- WHAT TO PRODUCE -
Locate each line in the records below that contains the string "turban" and copy those lines out in full. The match is case-sensitive.

- INPUT -
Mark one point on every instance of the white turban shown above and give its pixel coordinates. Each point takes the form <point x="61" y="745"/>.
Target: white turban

* * *

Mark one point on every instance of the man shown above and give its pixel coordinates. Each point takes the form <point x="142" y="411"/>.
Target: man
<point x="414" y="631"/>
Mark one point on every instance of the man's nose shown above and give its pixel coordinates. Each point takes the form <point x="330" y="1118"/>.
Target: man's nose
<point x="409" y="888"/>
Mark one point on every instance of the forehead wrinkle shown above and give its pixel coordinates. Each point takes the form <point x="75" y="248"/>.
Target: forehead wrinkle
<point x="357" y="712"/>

...

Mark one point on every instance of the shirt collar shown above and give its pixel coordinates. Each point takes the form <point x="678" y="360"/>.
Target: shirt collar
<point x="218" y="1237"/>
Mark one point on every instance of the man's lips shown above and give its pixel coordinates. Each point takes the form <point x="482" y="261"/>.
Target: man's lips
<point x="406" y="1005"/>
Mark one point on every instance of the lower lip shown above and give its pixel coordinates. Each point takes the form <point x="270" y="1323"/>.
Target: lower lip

- THE RESULT -
Mark one point on every instance of the white turban shown above and give its pixel coordinates. Each point takes the form <point x="61" y="745"/>.
Target: white turban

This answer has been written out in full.